▸ SUPPLIED MATERIAL

★ ★ ★ ★

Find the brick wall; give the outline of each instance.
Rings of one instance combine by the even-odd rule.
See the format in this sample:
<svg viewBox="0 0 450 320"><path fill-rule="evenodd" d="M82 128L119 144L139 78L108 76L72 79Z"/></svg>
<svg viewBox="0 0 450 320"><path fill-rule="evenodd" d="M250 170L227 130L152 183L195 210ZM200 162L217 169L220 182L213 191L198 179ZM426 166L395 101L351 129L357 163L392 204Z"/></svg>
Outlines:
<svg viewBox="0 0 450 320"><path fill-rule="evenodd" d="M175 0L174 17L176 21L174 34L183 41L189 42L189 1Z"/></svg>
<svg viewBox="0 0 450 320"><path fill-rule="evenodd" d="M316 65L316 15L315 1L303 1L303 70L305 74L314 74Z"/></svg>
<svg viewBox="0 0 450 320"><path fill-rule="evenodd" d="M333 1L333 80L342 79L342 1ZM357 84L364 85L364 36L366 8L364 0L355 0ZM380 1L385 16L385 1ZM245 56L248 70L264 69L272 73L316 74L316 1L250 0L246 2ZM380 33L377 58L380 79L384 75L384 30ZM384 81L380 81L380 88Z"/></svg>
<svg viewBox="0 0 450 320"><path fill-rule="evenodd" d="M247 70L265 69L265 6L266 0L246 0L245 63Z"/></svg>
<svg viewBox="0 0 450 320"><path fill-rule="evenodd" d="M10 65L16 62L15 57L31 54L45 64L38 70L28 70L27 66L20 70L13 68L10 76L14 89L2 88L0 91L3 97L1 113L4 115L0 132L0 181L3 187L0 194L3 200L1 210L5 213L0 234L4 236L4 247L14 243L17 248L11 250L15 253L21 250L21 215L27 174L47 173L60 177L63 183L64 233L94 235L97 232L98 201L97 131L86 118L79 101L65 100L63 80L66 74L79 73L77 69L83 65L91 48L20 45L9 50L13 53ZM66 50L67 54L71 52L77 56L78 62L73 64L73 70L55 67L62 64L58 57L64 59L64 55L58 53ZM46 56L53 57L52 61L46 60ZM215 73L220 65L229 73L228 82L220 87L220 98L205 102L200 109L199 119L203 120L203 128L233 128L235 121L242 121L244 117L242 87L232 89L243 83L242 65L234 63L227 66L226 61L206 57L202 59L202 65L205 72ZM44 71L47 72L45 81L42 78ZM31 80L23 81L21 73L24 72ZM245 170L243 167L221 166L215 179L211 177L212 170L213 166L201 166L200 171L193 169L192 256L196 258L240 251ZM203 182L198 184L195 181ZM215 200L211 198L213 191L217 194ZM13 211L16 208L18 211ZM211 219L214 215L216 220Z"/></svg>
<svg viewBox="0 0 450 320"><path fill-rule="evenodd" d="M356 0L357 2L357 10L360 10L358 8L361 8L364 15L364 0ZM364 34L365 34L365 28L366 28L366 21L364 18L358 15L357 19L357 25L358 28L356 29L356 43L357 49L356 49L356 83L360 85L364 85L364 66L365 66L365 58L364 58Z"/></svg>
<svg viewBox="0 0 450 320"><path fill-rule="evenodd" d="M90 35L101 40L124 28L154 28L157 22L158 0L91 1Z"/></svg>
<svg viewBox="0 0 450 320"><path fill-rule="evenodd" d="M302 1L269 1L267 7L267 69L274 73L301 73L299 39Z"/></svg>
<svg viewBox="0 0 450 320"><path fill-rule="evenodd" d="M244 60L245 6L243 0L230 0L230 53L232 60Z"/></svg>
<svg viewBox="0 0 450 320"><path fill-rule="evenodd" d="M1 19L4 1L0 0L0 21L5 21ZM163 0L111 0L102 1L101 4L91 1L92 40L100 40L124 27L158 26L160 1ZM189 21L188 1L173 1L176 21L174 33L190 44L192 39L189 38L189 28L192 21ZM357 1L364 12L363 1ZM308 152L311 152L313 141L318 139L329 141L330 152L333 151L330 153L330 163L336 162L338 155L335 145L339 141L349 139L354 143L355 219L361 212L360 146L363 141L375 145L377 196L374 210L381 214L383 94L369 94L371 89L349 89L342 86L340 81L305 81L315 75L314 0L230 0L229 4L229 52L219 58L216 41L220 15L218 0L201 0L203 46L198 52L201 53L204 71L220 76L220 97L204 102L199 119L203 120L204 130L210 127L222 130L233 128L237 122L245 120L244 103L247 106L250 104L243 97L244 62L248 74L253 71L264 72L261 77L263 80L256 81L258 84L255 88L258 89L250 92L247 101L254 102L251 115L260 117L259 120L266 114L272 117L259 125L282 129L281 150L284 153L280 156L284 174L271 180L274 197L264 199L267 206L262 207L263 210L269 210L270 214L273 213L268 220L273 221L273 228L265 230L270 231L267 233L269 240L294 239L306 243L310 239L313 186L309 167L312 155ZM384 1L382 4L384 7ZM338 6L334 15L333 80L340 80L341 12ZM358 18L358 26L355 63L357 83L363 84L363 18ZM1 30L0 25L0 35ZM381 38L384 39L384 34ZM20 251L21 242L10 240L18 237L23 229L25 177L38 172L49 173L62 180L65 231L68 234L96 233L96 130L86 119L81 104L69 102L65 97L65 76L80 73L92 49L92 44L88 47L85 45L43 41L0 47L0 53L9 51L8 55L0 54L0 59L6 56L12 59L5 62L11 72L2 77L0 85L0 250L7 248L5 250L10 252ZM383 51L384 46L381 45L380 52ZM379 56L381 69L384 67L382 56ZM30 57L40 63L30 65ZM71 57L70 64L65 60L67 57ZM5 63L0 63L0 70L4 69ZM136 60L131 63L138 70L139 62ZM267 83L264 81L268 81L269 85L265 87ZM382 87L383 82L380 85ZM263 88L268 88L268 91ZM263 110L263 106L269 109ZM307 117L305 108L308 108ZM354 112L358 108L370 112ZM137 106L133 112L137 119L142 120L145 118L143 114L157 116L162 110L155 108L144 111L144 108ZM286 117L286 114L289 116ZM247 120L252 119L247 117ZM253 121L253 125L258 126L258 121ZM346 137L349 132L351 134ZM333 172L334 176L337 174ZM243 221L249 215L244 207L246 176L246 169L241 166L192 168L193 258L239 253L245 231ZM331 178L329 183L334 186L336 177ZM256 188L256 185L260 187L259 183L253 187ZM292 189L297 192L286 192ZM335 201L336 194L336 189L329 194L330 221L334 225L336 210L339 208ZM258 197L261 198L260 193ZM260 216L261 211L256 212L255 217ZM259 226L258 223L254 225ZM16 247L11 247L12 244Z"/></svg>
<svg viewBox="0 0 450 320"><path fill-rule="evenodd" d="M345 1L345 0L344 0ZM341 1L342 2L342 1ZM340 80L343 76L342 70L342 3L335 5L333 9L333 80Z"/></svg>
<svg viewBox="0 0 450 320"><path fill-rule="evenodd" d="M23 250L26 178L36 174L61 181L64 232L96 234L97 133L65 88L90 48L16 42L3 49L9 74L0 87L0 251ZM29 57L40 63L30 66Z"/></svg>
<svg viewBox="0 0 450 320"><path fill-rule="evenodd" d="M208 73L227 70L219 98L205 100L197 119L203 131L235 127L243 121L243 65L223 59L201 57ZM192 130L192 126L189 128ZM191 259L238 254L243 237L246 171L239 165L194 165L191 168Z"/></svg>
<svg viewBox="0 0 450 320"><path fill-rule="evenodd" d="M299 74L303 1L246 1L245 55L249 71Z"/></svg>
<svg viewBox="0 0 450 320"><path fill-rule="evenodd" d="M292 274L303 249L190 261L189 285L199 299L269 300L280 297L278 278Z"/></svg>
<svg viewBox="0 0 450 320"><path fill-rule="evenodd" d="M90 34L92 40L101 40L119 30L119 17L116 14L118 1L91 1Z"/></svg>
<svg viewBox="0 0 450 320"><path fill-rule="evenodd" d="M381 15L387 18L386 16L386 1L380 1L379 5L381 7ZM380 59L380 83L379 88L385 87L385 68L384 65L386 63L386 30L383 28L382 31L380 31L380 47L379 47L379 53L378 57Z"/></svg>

★ ★ ★ ★

▸ WHAT YOU WILL DO
Would you copy, word for word, only the lines from the start of the listing to the one that contains "170L227 130L152 183L195", both included?

▸ FINAL ANSWER
Find the brick wall; give the outline of each instance.
Rings of one instance combine by the even-odd rule.
See the format in this sample:
<svg viewBox="0 0 450 320"><path fill-rule="evenodd" d="M82 128L119 144L139 78L108 76L72 79Z"/></svg>
<svg viewBox="0 0 450 320"><path fill-rule="evenodd" d="M250 170L227 130L152 183L195 210ZM200 162L217 169L220 182L213 191L198 179ZM426 166L395 101L351 129L357 163L392 204Z"/></svg>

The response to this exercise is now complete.